* SELECTED TEXT:
----

Newsroom Season 1 Review

Guest Writer Drew Curle, Esq. 

I just finished watching The Newsroom. To the show's credit, I watched it pretty compulsively, including the last 3 episodes in a row. But it always felt like a guilty pleasure, even though its supporters say it is serious cultural commentary.

In creative writing terms, the show tells and tells and tells and almost never shows anything. Will can't forgive MacKenzie for cheating on him; rather than let the audience figure this out, Sorkin literally writes that sentence into dialogue with Will's therapist. Maggie yells at strangers to explain her love triangle (which by the end of the season has become a love square), just in case the audience couldn't grasp it yet. As the above article points out, Don is directly told in the finale that he thinks he's a bad guy, but he's not—there it is, Don all summed up for you.

This is also, in my opinion, why the show's news dialogue works so much better than its relationship dialogue. In a professional context, and especially in a newsroom professional context, short speeches by the various characters are much more plausible. While you need to show not tell a person's life story, you can tell the news.
That said, I think the show falls short even there. The show is all about Sorkin's dream of a world where news was done the right way. It's a noble thing, but it's ultimately just a fantasy—an imagining of how the world should work. Not only does it now show how the world does work, which is not the show's goal since it is ultimately a sort of alternate history, the show fails to show how Sorkin's dream could work.

----

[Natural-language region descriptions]
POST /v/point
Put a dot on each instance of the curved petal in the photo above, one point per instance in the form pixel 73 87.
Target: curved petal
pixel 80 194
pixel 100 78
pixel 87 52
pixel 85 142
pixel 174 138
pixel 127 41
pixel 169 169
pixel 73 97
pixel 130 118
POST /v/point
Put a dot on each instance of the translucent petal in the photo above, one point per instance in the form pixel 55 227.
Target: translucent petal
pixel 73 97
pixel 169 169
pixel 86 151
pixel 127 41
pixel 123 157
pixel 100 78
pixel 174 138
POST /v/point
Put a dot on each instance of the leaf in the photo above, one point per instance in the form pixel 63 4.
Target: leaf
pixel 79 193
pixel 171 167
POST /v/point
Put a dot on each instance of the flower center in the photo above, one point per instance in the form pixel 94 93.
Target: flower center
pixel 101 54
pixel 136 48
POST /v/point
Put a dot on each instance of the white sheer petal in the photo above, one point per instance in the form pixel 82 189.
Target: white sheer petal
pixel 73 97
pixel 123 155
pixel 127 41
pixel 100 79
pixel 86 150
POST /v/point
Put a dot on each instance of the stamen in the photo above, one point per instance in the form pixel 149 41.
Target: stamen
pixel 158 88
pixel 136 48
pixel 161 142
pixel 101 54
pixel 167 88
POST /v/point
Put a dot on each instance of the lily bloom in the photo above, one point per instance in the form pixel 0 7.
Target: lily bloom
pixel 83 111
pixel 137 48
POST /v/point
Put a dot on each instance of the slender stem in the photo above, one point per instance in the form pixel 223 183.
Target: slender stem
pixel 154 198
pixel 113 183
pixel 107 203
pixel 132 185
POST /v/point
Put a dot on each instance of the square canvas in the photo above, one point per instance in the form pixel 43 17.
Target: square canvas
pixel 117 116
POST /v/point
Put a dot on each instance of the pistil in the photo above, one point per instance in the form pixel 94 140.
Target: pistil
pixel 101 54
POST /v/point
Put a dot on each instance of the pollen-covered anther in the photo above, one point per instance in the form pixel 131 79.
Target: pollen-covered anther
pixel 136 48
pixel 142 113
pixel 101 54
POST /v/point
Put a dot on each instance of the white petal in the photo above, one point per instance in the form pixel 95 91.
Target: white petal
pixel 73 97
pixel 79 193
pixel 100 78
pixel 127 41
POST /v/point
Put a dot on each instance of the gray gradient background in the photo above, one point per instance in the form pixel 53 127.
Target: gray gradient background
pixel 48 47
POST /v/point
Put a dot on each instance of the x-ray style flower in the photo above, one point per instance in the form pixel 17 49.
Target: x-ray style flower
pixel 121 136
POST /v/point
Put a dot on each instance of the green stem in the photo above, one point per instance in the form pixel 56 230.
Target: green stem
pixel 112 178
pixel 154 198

----

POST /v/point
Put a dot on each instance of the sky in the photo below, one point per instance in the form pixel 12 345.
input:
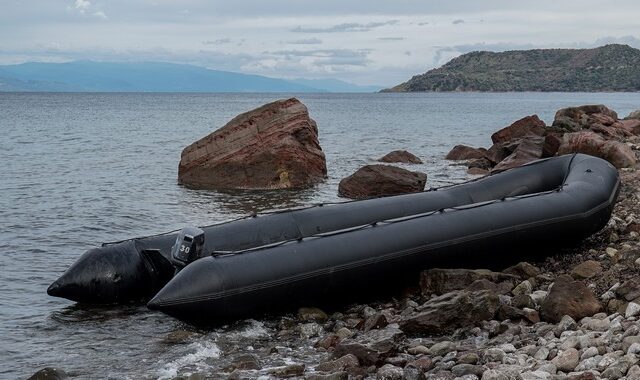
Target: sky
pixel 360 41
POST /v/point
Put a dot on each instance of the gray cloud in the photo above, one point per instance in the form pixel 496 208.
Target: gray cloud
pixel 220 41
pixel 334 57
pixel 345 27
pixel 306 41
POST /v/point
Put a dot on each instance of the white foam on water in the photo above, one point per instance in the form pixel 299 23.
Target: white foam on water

----

* REQUIRED TASKS:
1 - According to the Newsroom review, what has Maggie's love triangle become by the end of the season?
2 - Proceed with the Newsroom review from the point where it stops.

* RESPONSE LIST:
1 - A love square.

2 -
I'm no tea partier and I'm on record as being the only McCain 08 voter who is more likely to vote for Obama in 12 than Romney, but having Will call the tea party the American Taliban on air in the last episode might have been going just a bit too far. And if that wasn't going too far, then having multiple reac shots of major characters nodding sagely after Will says this, a cheer go up in the news room, featuring not even one voice of discontent anywhere on the show with this takedown, and then topping it all off with a comment from Will's body guard that he expects a lot more serious death threats after delivering that line—well, certainly somewhere in there a line was crossed.
But Sorkin makes a point time and again of saying that some arguments have only one side, because the other is illogical. And in his fantasy world, all of politics falls into this realm: there is the liberal side, and the crazy side.
So in summary, The Newsroom: the characters are flat and the media commentary is unbelievable wish-fulfillment. It's fast-paced, witty, and keeps you interested; so I plan to watch the second season. But I'll watch it as a guilty pleasure, not hoping for another Mad Men or Game of Thrones (let alone The Wire).